# WHAT THE EXERCISE ASKS:
Return the records below unchanged, starting at the line that contains "Drill #6 — Where does the house" and stopping after the line that contains "0;101;21;129".

# LISTED RECORDS:
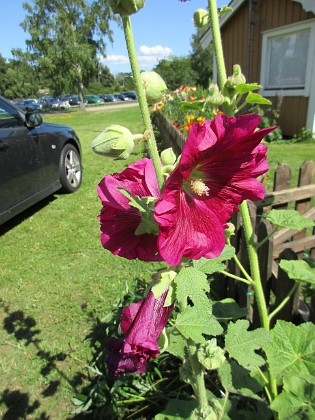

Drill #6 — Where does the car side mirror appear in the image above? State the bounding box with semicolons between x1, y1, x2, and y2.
25;112;43;128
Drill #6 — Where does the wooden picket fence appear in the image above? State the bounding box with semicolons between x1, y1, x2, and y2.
153;112;315;326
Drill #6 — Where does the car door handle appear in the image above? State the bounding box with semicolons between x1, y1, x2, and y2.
0;141;8;150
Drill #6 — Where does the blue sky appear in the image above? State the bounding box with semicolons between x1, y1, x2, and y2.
0;0;229;74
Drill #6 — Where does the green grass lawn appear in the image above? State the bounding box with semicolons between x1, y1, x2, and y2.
0;107;315;419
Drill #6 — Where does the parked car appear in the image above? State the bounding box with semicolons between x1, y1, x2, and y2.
14;99;42;111
84;95;104;104
121;91;138;101
64;95;87;106
39;96;70;110
100;93;118;102
114;93;132;101
0;96;82;224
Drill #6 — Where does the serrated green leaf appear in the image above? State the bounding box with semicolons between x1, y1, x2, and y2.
225;319;269;370
234;83;262;94
175;306;223;343
279;260;315;284
245;93;271;105
264;320;315;379
174;267;211;311
271;376;315;420
166;327;187;360
267;209;315;231
179;101;204;111
218;361;263;399
154;399;198;420
212;298;248;320
193;245;235;274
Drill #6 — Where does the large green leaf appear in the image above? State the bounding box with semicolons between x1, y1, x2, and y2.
271;375;315;420
225;319;269;370
218;361;263;399
264;320;315;379
267;209;315;231
175;306;223;343
279;260;315;284
212;298;248;320
166;327;187;360
174;267;211;312
154;399;198;420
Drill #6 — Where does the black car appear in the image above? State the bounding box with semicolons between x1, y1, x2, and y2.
0;96;82;224
14;99;42;111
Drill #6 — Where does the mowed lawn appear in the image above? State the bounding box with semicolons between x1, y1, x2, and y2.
0;107;167;419
0;107;315;419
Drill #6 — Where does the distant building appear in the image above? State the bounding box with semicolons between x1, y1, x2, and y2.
201;0;315;136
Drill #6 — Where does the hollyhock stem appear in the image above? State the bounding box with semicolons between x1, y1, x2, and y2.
209;0;226;90
208;0;277;398
122;16;163;190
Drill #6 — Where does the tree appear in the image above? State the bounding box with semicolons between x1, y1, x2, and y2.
21;0;117;106
190;29;213;89
153;57;198;90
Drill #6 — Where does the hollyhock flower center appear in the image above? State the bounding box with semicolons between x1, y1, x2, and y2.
188;177;210;197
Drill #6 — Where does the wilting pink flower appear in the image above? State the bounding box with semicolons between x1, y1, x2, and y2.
107;289;173;375
154;115;274;266
97;158;162;261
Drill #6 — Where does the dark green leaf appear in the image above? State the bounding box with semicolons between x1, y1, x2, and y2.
225;319;269;370
264;320;315;379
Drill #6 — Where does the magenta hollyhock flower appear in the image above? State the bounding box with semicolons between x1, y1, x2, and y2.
97;158;162;261
154;115;275;266
107;289;173;375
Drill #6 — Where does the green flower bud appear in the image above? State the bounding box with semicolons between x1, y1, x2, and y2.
226;64;246;88
197;338;225;370
92;125;138;159
206;83;225;106
124;76;135;90
109;0;145;16
194;9;209;28
141;71;167;104
161;147;176;165
224;223;235;239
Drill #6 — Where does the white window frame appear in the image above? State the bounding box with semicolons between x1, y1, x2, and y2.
260;19;315;97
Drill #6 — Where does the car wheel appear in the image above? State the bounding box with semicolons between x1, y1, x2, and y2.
59;144;82;193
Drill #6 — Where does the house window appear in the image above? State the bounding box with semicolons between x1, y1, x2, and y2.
261;20;315;96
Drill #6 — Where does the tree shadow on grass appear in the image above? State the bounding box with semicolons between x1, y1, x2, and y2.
0;299;83;420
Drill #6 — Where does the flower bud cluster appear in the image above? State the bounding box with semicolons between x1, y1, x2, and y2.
109;0;145;16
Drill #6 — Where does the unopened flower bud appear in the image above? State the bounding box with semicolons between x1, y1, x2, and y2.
109;0;145;16
92;125;137;159
161;147;176;165
226;64;246;88
141;71;167;104
124;76;135;90
224;223;235;238
206;83;225;106
194;9;209;28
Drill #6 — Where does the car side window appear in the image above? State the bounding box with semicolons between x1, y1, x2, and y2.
0;101;21;129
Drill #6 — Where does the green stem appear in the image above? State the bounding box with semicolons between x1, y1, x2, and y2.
240;201;270;331
256;228;278;250
221;271;252;284
188;340;209;413
122;16;163;190
269;283;299;321
209;0;226;91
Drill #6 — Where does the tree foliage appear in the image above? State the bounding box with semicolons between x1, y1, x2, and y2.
21;0;116;101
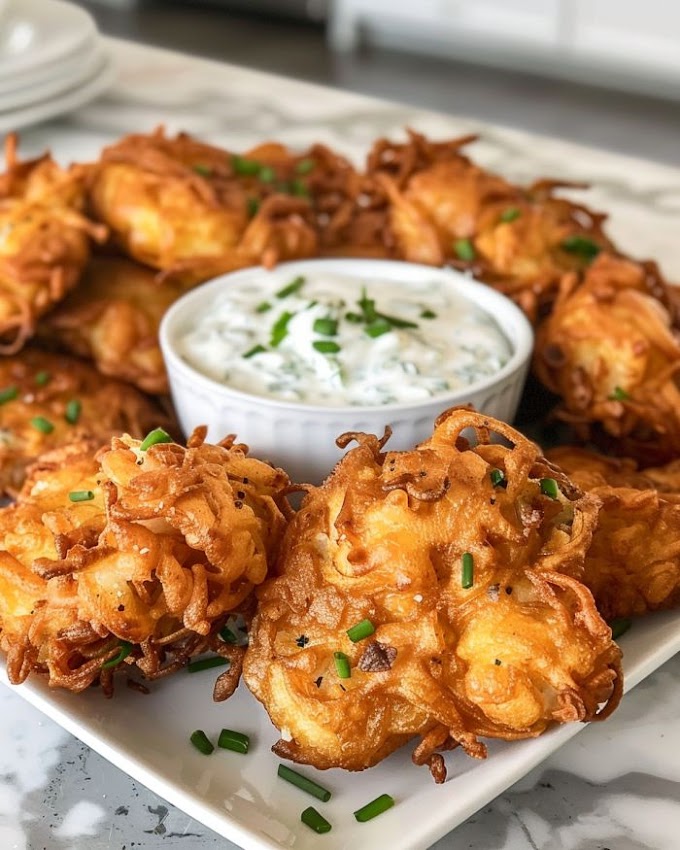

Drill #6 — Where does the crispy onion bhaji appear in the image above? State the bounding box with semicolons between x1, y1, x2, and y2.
244;409;622;781
89;128;317;283
367;131;611;321
0;134;106;354
38;255;184;394
548;446;680;620
0;429;288;699
0;347;167;496
534;254;680;465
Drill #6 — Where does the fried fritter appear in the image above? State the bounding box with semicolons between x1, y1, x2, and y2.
38;256;184;394
244;409;621;781
0;135;106;354
534;254;680;465
0;430;288;698
0;348;167;495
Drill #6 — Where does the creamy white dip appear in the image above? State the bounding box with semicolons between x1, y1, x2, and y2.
179;270;511;407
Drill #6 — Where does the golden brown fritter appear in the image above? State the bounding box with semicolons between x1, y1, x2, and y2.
0;431;288;698
244;409;621;781
0;348;167;495
534;254;680;464
38;255;184;393
0;135;106;354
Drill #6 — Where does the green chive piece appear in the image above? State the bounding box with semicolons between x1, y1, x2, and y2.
189;729;215;756
102;640;134;670
609;387;630;401
333;652;352;679
277;764;331;803
453;239;477;263
31;416;54;434
300;806;331;835
295;159;316;174
312;316;338;336
539;478;560;499
274;275;305;298
219;626;238;643
217;729;250;755
500;207;522;222
187;655;229;673
347;620;375;643
364;319;392;339
560;236;602;261
139;428;173;452
312;339;342;354
0;386;19;404
68;490;94;502
231;156;262;177
243;345;267;359
269;311;293;348
609;617;633;640
354;794;394;823
64;398;83;425
460;552;475;590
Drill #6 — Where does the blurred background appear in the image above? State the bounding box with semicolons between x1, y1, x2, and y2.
77;0;680;165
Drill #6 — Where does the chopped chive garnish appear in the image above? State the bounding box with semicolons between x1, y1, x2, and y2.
220;626;237;643
453;239;477;263
274;275;305;298
269;311;293;348
0;386;19;404
231;156;262;177
300;806;331;835
539;478;560;499
354;794;394;823
277;764;331;803
217;729;250;755
243;345;267;359
500;207;521;222
187;655;229;673
64;398;83;425
102;640;134;670
139;428;172;452
609;617;633;640
560;236;602;260
313;317;338;336
333;652;352;679
295;159;316;174
31;416;54;434
68;490;94;502
460;552;475;590
189;729;215;756
347;620;375;643
609;387;630;401
312;339;341;354
364;319;392;339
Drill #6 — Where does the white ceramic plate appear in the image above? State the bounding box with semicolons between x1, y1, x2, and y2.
0;53;115;133
0;612;680;850
0;0;97;75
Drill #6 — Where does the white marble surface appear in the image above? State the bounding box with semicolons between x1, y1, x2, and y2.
0;34;680;850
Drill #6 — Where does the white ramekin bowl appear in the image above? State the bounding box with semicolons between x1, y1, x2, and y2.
160;259;533;483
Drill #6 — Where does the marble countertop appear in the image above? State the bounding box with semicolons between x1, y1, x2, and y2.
0;34;680;850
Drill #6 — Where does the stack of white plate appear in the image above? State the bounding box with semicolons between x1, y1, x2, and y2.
0;0;113;133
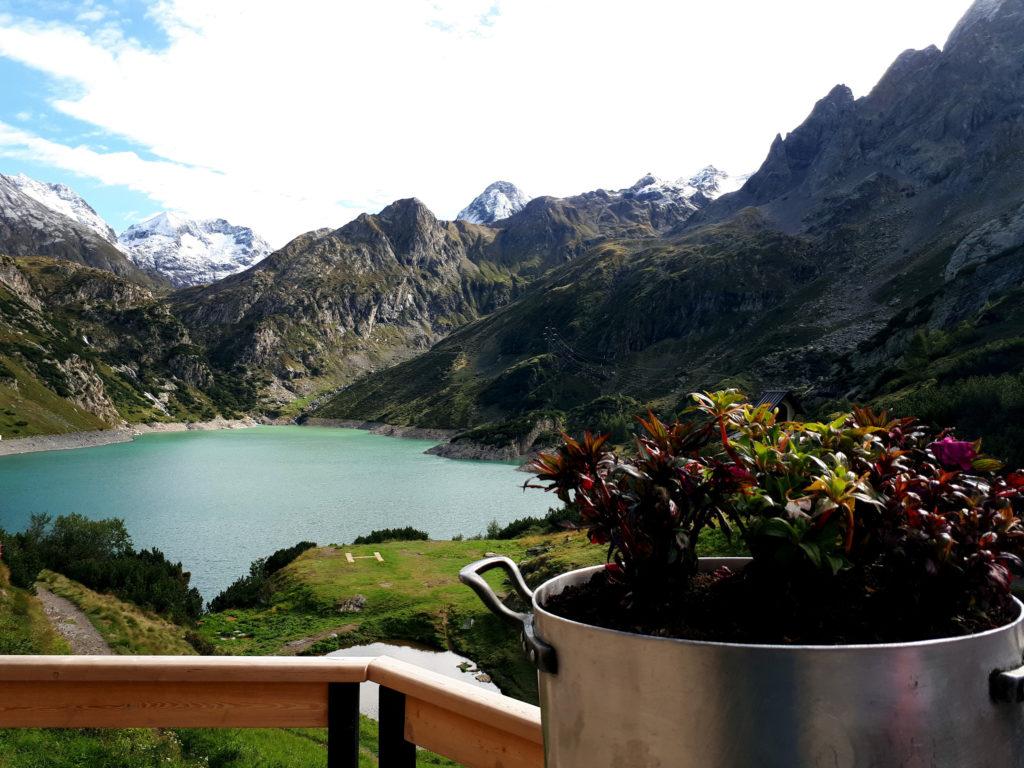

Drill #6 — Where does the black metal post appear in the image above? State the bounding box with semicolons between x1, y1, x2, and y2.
327;683;359;768
377;685;416;768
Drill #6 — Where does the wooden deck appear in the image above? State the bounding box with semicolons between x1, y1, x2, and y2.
0;656;544;768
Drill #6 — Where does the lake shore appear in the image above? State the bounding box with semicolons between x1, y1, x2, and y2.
300;417;459;441
301;418;531;462
0;418;260;456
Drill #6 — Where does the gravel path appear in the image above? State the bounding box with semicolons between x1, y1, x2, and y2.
36;584;114;656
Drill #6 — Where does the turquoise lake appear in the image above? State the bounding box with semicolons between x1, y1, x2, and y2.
0;426;556;600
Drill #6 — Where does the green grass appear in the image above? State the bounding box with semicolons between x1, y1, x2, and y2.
199;531;735;702
39;570;196;656
192;534;603;701
0;355;110;439
0;563;70;654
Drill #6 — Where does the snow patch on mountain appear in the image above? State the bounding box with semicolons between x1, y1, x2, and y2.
676;165;751;200
5;173;118;246
456;181;530;224
612;165;750;210
118;211;270;287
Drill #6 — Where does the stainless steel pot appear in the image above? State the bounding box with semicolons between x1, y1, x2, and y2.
460;557;1024;768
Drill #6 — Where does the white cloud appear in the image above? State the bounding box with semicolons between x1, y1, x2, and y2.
0;0;968;242
0;122;359;240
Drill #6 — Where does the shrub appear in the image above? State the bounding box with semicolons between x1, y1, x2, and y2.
208;542;316;611
3;514;203;623
266;542;316;574
352;525;429;544
208;557;270;611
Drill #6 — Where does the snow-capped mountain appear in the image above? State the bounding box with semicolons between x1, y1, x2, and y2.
456;181;530;224
118;211;270;287
5;173;118;246
676;165;751;200
0;174;153;285
617;165;750;210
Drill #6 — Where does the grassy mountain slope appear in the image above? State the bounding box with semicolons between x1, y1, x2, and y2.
313;0;1024;460
0;255;255;437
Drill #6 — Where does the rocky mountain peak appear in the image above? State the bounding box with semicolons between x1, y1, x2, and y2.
943;0;1024;51
456;181;530;224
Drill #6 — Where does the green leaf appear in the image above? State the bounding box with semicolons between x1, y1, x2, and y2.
758;517;800;542
800;542;821;568
971;456;1004;472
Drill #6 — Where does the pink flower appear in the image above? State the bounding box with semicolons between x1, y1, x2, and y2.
928;435;978;469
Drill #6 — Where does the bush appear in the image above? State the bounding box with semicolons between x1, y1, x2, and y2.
208;542;316;611
266;542;316;575
483;512;580;541
208;557;270;611
185;630;217;656
352;525;429;544
3;514;203;623
530;390;1024;642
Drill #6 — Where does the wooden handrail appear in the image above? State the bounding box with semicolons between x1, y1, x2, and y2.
0;655;374;684
0;655;544;768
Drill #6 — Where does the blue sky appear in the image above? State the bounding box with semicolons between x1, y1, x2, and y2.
0;0;969;245
0;0;169;231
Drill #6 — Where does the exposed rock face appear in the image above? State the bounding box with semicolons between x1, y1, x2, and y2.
54;354;123;426
175;200;514;396
0;256;256;430
0;255;43;312
118;211;270;288
313;0;1024;442
456;181;529;224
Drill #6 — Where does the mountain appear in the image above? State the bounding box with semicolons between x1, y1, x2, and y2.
0;174;160;286
118;211;270;288
173;199;519;403
676;165;751;200
0;255;247;440
172;171;729;410
315;0;1024;460
456;181;529;224
7;173;118;246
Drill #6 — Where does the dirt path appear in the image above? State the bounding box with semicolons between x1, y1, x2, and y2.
36;584;114;656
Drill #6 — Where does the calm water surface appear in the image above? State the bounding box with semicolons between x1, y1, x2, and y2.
0;426;553;600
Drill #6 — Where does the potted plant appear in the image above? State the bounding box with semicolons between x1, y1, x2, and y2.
462;390;1024;768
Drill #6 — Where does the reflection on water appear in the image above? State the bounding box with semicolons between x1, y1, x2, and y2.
328;643;501;720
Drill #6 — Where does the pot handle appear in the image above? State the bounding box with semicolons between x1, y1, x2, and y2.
988;667;1024;703
459;556;558;675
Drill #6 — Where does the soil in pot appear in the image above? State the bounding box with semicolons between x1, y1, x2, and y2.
544;565;1017;645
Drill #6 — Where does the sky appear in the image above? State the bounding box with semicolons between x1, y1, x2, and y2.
0;0;970;246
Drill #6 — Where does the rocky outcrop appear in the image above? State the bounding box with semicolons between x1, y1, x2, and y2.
0;255;43;312
54;354;123;426
300;417;456;442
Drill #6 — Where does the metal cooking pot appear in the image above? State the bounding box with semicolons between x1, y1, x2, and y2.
460;557;1024;768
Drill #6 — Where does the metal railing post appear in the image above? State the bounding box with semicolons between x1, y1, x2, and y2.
377;685;416;768
327;683;359;768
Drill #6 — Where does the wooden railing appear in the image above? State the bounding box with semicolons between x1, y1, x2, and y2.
0;656;544;768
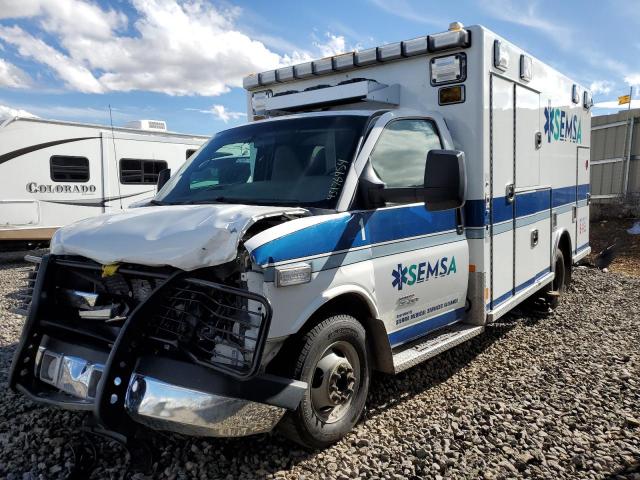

# SOLUTION:
Drill #6 — Where does the house window appear in the image above? State the bounding box with semicolons between x1, y1, x2, and y2.
261;20;315;96
Drill #6 — Where does the tree shadow on grass appear in the image above? State the bounding box with semicolons between x1, y1, x2, and y2.
0;299;83;420
Drill #6 — Where does the flower bud cluster appear in the image above? State the bounding box with semicolons between x1, y1, x2, and y2.
109;0;145;16
Drill #6 — Where does the unopened flower bud appear in the image above? State the bounding box with semicolons between x1, y1, x2, and y2.
109;0;145;16
92;125;137;159
161;147;176;165
226;64;246;88
141;71;167;104
124;76;135;90
224;223;235;238
206;83;225;106
194;9;209;28
Drill #6 — Where does the car side window appear in the image above? State the bounding box with semicolons between x1, y1, x2, and y2.
0;101;21;129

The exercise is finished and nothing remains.